DOCUMENT EXTRACT
Tim Duncan stays behind as Spurs restart season in Orlando

SAN ANTONIO — San Antonio Spurs Hall of Famer Tim Duncan won’t be on the bench to assist coach Gregg Popovich when the team opens the NBA’s restart on Jul. 31 against the Sacramento Kings.

A team spokesman confirmed Duncan remained in San Antonio with a handful of the team’s staffers to help supervise the rehabilitation of forward LaMarcus Aldridge, who underwent season-ending right shoulder surgery on April 24.

Don Harris of WOAI-TV in San Antonio first reported the news.

http://twitter.com/DonHarris4/status/1282742058210525184?s

I can confirm that Spurs Asst. coach Tim Duncan is NOT with the team in Orlando. Spurs tell me Tim and a few members of the medical and performance group are directing LaMarcus Aldridge’s rehabilitation program.

— Don Harris (@DonHarris4) July 13, 2020

San Antonio hit the court for its first practice since March on Saturday, and when the season resumes at the ESPN Wide World of Sports Complex in the Walt Disney World Resort, the Spurs face formidable odds toward earning what would be an NBA-record 23rd consecutive playoff appearance. San Antonio is 12th in the Western Conference, four games behind the eighth-place Memphis Grizzlies.

MATERIAL PROVIDED
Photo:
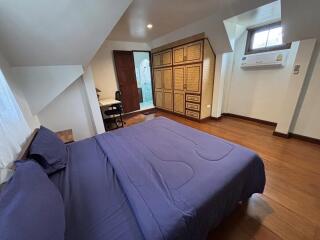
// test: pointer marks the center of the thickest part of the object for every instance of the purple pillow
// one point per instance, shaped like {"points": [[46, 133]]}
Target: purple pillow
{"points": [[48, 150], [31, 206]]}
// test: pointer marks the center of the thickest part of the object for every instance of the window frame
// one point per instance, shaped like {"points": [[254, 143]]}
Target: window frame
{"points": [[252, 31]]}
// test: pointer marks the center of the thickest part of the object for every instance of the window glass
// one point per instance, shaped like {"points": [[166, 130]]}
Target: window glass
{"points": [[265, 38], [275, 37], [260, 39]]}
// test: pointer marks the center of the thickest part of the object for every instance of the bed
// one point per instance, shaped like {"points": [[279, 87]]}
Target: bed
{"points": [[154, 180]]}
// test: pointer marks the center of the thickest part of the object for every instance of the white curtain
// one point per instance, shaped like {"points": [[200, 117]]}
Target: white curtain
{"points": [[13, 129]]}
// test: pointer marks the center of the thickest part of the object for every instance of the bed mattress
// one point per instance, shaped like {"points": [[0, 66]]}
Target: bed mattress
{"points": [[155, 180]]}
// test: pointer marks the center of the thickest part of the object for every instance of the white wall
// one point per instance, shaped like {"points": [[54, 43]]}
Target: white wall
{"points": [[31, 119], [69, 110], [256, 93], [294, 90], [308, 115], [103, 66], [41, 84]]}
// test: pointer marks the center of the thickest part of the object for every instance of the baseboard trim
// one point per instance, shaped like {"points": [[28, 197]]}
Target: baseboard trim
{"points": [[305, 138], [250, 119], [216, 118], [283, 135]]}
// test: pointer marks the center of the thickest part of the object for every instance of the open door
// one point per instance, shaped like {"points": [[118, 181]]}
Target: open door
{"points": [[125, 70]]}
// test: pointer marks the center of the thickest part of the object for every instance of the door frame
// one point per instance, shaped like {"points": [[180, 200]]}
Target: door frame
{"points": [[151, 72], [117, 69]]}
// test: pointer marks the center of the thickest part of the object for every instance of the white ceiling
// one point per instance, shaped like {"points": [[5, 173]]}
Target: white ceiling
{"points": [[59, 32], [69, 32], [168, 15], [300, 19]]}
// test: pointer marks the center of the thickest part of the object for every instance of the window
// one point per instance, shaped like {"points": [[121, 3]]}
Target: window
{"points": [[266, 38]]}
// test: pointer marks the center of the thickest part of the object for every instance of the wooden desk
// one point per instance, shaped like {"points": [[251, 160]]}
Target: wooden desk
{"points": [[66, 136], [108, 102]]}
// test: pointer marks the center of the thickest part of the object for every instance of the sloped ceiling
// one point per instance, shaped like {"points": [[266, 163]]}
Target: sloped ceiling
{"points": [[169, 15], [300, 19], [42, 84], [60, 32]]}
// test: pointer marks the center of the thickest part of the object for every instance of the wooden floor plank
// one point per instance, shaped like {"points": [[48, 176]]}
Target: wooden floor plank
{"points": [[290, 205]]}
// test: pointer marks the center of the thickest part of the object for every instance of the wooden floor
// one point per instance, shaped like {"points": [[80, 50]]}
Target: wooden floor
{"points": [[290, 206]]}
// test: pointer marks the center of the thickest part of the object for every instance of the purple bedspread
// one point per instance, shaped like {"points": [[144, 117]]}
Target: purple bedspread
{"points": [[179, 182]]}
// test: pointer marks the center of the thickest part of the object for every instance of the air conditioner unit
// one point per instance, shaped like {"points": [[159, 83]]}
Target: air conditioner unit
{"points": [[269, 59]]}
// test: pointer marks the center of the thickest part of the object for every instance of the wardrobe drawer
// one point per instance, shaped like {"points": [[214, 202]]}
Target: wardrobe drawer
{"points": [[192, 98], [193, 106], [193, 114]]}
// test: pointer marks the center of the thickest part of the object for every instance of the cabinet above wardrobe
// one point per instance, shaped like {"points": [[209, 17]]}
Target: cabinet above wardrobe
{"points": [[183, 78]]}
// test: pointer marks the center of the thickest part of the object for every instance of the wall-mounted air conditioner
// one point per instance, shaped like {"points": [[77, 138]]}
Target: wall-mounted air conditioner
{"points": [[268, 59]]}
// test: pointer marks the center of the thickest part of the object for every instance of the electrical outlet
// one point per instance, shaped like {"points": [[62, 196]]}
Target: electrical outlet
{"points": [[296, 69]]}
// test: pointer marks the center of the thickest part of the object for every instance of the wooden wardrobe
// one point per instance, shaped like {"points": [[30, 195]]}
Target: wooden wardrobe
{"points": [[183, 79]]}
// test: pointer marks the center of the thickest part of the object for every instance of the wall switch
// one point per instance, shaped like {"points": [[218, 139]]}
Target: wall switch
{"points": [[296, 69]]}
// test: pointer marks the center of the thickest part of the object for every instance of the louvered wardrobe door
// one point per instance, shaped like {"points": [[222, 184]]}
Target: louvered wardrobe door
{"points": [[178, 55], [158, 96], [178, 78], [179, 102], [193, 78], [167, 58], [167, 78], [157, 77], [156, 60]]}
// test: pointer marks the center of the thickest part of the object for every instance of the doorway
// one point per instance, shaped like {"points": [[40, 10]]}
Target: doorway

---

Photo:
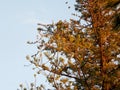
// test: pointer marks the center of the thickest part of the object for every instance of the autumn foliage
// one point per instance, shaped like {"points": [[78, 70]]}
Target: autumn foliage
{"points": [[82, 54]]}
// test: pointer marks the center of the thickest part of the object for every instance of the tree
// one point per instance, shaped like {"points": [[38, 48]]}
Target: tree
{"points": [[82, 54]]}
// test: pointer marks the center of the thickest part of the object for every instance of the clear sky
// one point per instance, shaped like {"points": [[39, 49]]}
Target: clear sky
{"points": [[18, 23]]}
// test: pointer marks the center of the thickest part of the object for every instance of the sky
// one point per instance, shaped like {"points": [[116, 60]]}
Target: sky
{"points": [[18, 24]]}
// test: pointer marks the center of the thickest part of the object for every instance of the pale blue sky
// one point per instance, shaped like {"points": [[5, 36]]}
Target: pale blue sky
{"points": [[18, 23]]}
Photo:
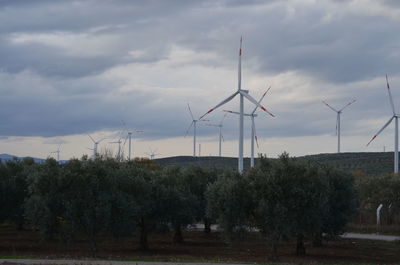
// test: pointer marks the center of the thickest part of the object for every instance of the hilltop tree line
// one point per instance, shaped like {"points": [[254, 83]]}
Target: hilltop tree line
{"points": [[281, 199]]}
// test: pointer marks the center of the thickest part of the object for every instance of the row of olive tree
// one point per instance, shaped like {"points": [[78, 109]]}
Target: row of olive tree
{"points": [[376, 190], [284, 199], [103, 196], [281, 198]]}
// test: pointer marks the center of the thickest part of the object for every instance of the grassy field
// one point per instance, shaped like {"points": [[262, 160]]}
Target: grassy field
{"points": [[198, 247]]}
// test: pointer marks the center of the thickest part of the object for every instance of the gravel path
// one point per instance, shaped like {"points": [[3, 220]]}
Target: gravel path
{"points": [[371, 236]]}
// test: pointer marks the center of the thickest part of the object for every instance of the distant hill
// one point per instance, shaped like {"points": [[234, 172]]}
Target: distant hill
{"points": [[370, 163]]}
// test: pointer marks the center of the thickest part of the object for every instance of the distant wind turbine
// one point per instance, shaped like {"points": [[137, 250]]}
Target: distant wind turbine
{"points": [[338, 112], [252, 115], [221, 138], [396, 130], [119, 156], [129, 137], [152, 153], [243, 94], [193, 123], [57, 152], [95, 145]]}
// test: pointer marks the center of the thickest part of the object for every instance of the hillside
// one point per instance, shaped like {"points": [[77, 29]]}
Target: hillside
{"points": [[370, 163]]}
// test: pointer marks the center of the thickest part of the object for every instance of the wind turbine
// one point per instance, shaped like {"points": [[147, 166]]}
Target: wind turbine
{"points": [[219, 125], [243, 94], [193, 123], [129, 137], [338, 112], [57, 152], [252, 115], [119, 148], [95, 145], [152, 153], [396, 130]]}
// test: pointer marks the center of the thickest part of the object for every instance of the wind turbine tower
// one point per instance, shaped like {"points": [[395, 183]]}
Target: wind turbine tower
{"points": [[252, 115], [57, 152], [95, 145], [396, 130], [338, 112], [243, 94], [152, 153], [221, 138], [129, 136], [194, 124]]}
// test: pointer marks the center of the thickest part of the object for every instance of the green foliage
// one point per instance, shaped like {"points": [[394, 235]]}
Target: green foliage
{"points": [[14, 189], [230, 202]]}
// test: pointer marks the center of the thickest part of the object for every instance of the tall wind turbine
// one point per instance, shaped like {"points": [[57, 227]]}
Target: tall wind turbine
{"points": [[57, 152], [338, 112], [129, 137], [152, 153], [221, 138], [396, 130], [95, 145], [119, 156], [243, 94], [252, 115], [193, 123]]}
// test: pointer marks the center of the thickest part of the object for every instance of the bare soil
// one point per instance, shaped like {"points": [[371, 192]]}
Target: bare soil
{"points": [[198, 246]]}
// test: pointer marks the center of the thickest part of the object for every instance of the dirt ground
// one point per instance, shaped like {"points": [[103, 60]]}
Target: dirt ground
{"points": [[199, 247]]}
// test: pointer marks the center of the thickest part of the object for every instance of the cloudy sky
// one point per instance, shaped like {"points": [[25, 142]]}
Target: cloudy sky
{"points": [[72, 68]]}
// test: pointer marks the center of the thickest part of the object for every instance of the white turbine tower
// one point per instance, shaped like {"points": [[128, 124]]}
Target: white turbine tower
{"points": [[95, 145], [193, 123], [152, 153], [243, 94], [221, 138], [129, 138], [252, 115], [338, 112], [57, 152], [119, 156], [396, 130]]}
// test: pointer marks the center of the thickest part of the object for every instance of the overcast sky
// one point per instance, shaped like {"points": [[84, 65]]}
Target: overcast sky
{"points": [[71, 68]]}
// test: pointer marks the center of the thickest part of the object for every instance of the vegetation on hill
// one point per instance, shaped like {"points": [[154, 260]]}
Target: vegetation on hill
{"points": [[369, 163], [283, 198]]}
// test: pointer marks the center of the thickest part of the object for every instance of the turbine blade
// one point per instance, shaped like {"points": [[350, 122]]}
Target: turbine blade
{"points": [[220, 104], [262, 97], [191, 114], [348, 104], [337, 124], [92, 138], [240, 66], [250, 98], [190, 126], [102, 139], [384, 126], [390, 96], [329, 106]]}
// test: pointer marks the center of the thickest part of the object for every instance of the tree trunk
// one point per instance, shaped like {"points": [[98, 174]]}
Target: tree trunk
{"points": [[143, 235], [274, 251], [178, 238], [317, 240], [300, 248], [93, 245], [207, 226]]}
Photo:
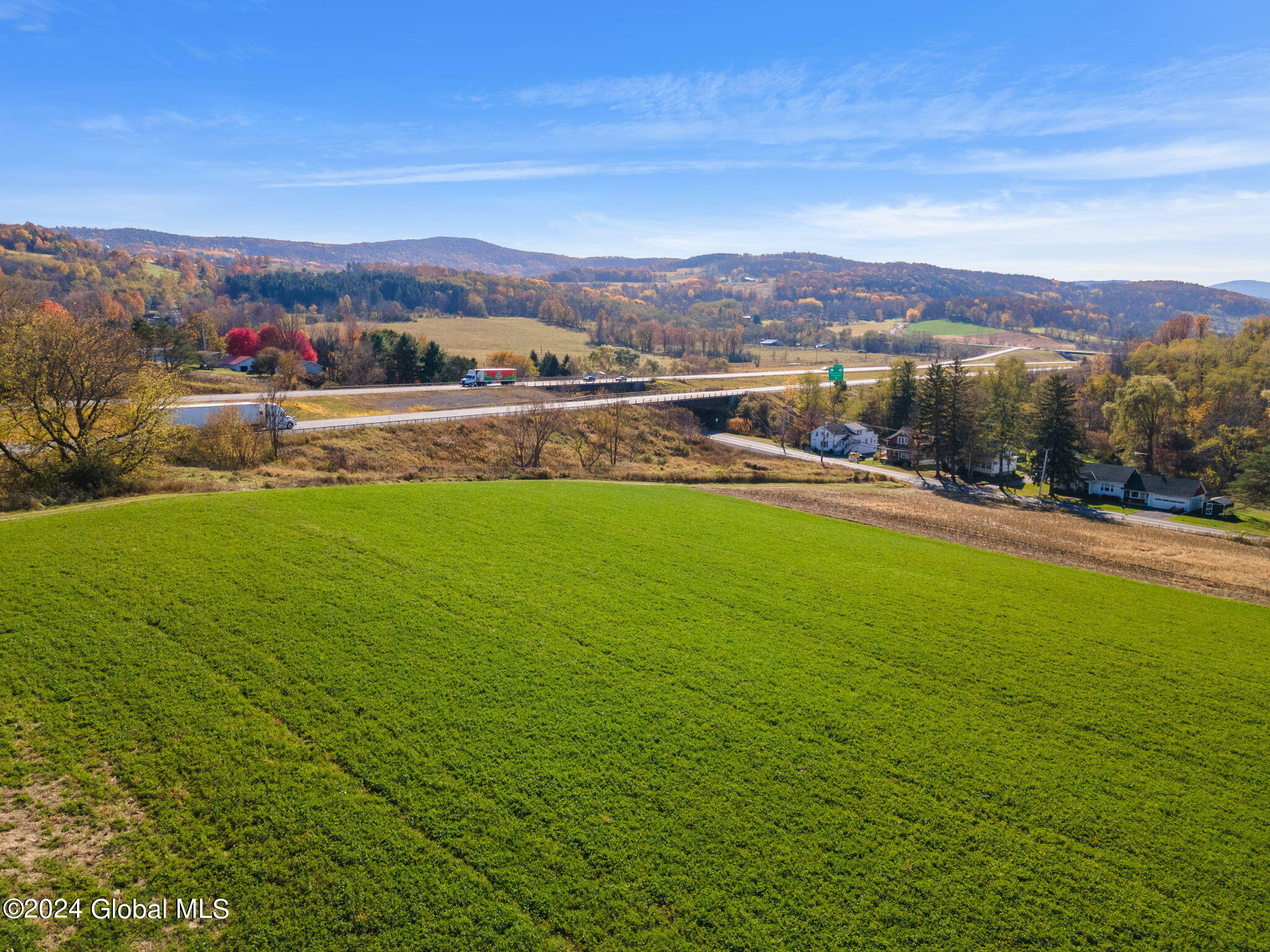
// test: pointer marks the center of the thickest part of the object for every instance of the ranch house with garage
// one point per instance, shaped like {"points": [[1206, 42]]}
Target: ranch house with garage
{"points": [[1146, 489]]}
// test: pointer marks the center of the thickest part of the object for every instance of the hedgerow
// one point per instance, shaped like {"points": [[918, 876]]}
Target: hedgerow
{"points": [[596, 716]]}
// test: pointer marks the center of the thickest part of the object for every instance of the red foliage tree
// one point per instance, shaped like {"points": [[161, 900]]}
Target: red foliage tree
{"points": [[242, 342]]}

* * *

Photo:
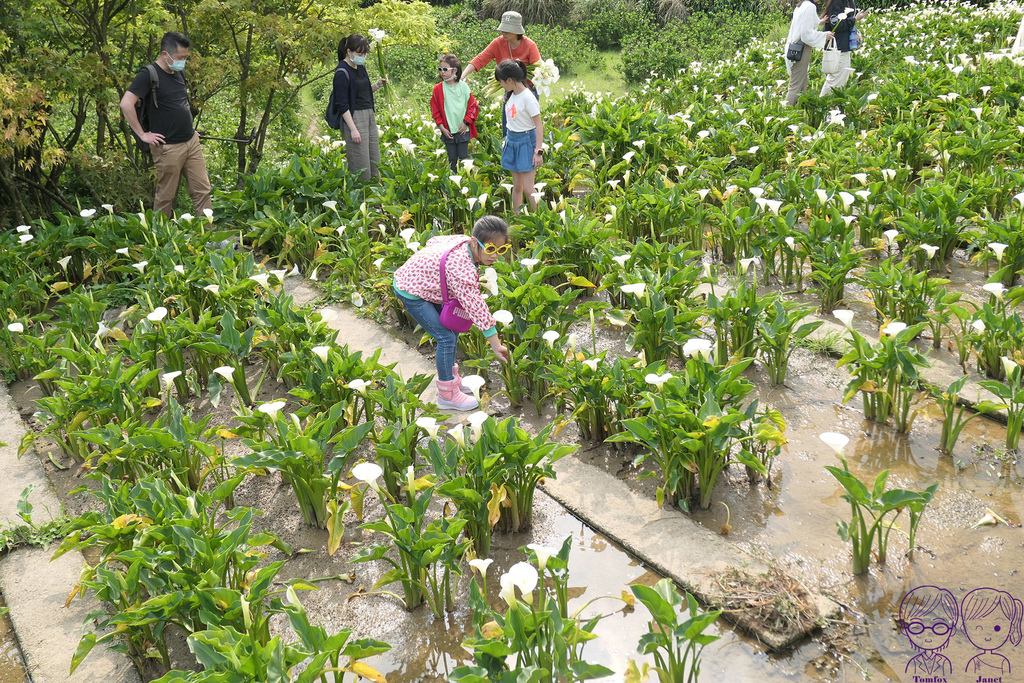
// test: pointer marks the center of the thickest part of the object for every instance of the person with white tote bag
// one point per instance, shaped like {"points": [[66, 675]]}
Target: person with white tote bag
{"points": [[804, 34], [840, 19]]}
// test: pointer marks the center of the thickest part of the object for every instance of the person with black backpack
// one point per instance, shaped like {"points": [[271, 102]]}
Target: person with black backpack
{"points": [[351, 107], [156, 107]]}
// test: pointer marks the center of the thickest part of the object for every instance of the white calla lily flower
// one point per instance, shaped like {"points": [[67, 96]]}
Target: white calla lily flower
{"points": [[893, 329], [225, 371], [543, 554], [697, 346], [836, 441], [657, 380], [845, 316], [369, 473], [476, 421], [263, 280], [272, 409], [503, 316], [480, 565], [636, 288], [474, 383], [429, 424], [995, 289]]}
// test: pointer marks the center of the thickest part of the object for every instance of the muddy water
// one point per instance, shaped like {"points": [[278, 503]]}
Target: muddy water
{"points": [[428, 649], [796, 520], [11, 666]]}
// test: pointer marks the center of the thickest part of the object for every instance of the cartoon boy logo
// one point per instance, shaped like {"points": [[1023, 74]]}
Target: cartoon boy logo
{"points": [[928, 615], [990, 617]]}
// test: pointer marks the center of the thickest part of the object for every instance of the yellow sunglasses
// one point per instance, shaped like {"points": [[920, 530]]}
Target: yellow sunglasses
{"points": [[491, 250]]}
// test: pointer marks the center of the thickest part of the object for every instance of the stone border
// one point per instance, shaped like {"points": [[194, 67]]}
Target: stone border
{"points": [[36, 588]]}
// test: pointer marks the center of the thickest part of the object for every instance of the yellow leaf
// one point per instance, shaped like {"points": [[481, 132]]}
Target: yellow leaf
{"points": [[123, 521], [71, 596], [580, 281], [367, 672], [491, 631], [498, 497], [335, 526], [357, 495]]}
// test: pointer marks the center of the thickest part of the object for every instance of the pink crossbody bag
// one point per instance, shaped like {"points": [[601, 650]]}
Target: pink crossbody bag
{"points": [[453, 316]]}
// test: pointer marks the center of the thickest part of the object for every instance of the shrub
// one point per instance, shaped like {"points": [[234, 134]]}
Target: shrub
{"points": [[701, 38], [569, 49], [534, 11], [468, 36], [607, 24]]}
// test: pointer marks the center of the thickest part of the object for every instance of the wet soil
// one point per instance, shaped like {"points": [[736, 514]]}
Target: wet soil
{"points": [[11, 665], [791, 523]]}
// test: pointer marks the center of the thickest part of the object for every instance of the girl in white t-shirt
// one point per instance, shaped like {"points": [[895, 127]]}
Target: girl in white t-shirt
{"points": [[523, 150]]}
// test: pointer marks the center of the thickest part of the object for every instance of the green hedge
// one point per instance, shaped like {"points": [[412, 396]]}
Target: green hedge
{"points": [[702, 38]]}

REQUIREMENT
Answer these questions about the article on Tim Duncan and the Spurs:
1. Which team do the Spurs face when they open the restart, and on what date?
2. On what date did LaMarcus Aldridge have his shoulder surgery?
3. How many games behind the eighth-place Memphis Grizzlies is San Antonio?

FINAL ANSWER
1. The Sacramento Kings, on Jul. 31.
2. April 24.
3. Four games.